(Exercise brief): Every record must be retyped as it stands.

(Exercise material):
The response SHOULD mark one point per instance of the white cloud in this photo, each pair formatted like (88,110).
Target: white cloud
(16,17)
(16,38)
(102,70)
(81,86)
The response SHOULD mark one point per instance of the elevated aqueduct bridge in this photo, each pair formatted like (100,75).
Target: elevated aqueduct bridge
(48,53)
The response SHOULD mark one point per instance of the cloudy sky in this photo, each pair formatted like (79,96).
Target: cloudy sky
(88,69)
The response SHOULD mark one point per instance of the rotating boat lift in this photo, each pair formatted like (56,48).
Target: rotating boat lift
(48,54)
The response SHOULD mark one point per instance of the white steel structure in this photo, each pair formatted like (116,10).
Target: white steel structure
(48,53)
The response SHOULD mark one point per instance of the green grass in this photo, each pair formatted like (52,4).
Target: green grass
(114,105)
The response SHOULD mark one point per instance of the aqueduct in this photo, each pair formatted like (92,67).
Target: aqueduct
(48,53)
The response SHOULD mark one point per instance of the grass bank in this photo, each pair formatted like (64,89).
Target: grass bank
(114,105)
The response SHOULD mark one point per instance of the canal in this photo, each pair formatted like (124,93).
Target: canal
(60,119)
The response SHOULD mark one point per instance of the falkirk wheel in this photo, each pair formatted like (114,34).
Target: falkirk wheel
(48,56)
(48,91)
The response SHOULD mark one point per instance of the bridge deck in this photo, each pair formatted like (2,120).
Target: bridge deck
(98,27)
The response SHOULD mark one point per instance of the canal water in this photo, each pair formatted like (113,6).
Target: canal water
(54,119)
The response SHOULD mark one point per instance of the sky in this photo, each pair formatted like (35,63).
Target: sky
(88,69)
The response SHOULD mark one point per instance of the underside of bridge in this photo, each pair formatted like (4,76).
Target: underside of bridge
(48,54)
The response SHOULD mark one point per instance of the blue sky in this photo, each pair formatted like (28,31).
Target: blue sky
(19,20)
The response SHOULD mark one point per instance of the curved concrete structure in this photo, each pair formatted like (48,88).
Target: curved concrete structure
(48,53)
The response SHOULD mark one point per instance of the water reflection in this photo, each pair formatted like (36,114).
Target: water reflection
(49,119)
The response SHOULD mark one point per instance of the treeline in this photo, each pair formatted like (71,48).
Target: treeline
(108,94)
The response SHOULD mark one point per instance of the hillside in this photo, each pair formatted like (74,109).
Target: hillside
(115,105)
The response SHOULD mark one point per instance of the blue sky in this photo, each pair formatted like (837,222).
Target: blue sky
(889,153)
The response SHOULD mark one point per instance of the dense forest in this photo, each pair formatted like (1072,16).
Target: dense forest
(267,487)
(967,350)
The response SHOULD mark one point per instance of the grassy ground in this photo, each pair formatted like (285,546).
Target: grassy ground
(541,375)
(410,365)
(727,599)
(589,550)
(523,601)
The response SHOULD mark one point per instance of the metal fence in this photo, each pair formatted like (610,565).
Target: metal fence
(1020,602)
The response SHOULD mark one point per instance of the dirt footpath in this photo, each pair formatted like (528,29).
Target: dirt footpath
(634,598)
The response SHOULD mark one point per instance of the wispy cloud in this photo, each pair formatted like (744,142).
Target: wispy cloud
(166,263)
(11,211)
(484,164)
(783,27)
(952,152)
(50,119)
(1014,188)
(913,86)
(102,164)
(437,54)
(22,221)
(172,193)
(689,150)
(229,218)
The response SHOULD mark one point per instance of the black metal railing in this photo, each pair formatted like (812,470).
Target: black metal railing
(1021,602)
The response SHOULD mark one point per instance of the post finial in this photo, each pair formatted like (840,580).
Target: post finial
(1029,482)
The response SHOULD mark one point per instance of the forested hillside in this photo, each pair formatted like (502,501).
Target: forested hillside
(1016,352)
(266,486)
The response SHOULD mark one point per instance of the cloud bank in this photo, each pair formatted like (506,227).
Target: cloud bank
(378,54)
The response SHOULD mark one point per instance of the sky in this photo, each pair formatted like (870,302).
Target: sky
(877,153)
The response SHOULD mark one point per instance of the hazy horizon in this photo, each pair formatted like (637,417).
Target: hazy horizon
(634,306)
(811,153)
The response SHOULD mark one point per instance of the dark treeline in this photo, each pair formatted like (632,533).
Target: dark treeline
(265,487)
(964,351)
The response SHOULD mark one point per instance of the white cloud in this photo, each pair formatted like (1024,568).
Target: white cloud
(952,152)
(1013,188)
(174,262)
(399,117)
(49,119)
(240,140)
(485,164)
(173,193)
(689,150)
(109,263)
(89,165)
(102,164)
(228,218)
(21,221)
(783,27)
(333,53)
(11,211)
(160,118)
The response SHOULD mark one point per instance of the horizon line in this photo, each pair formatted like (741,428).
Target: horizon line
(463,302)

(Response to this exercise):
The response SHOULD mark one point per instance of the white cloud in this photo, each pair formatted like (88,110).
Target: white cloud
(16,17)
(16,38)
(102,70)
(81,86)
The response SHOULD mark one point per instance of the elevated aqueduct bridge in this photo, each pair formatted like (100,75).
Target: elevated aqueduct bridge
(48,53)
The response SHOULD mark one point per instance of the cloudy sky in this photo, each pair formatted like (79,96).
Target: cloudy sky
(88,69)
The response SHOULD mark one point per instance of the rotating boat lift in this photo, each pair formatted like (56,48).
Target: rotating boat lift
(48,54)
The response SHOULD mark one point per instance of the white steel structure in this photo, each pair formatted like (116,10).
Target: white steel structure
(48,53)
The response SHOULD mark one point per instance of the green grass in this photo, each pair formatted like (52,4).
Target: green grass
(114,105)
The response SHOULD mark one point per instance of the aqueduct in this photo, each pair formatted like (92,67).
Target: aqueduct
(48,53)
The response SHOULD mark one point per instance of the grass bank in this photo, each pair formatted like (64,89).
Target: grass bank
(114,105)
The response SHOULD mark one point per instance of the canal in this photo, each pair formatted like (124,93).
Target: canal
(60,119)
The response SHOULD mark one point per instance of the falkirk wheel in this photo, each pair formatted like (114,34).
Target: falkirk wheel
(48,56)
(48,91)
The response SHOULD mark one point per instance of the bridge deck in this photo, each pair formatted like (2,120).
Target: bridge deck
(98,27)
The response SHOULD mark one point per instance of the canal water in this photo, each pair formatted like (113,6).
Target: canal water
(54,119)
The response SHOULD mark one point per instance of the sky in this photo, each pair formatted like (35,63).
Target: sky
(88,69)
The response SHOULD mark one point per instance of the underside of bridge in this photo, each pair formatted like (4,76).
Target: underside of bridge
(48,54)
The response SHOULD mark one point per instance of the blue sky in this photo, each pair formatted like (28,31).
Target: blue sky
(19,20)
The response SHOULD mark one point per instance of the curved concrete structure in this photo, each pair formatted like (48,88).
Target: curved concrete structure
(48,53)
The response SHOULD mark one point per instance of the water reflection in this photo, each pair formatted like (36,114).
Target: water reflection
(49,119)
The response SHOULD mark one point per instance of the treeline in this photo, each pair formatted like (71,48).
Target: treeline
(108,94)
The response SHOULD mark one point per instance of the hillside in this photo, each pair formatted like (74,109).
Target: hillside
(115,105)
The response SHOULD mark one point per instance of the blue sky in this photo, each pair formatted like (837,222).
Target: blue sky
(889,153)
The response SHOULD mark one point per instance of the dense forest in this photo, each pair formatted like (1072,16).
Target: dense forest
(267,487)
(967,350)
The response SHOULD mark one point per instance of the grassy ground in this photo, each pair formatted like (285,546).
Target: grassy ground
(541,375)
(410,365)
(727,599)
(589,550)
(523,601)
The response SHOULD mark one point per instance of the metal fence in this photo, each pair formatted like (610,565).
Target: metal fence
(1020,602)
The response SHOULD mark one point per instance of the dirt footpath in this photo, each pair formatted like (528,29).
Target: dirt footpath
(634,598)
The response SHOULD mark one point per instance of the wispy cloud in this photo, each pair formatted like (744,142).
Target: wispy cloud
(166,263)
(11,211)
(484,164)
(783,27)
(952,152)
(50,119)
(1014,188)
(913,86)
(102,164)
(437,54)
(22,221)
(172,193)
(689,150)
(229,218)
The response SHOULD mark one point per instance of the black metal railing in this photo, each pair formatted like (812,470).
Target: black metal railing
(1021,602)
The response SHOULD mark one point per instance of the post finial in this photo, each pair formatted like (840,580).
Target: post finial
(1029,482)
The response SHOULD mark one point per instance of the forested hillside in this photo, each pair formatted like (502,501).
Target: forested hillside
(1016,352)
(266,486)
The response SHOULD mark one point per instance of the cloud bank in this photo, each pair formatted like (506,227).
Target: cloud bank
(378,54)
The response SHOULD mark one point per instance of the sky in this photo, each pair formatted like (870,302).
Target: sky
(877,153)
The response SHOULD mark one point per instance of the hazy horizon in this photo, each pair formatted like (637,417).
Target: hazy horizon
(634,306)
(811,153)
The response SHOULD mark one point per instance of the dark treeline in this photo, each pair formatted like (632,533).
Target: dark treeline
(265,487)
(964,351)
The response SHOULD mark one point per instance of the white cloud in this photo, each pair formatted like (1024,568).
Target: white cloud
(952,152)
(1013,188)
(174,262)
(399,117)
(49,119)
(240,140)
(485,164)
(173,193)
(689,150)
(109,263)
(89,165)
(102,164)
(228,218)
(21,221)
(783,27)
(333,53)
(11,211)
(160,118)
The response SHOULD mark one point per instance of the horizon line in this photo, each pair formatted like (741,428).
Target: horizon line
(463,302)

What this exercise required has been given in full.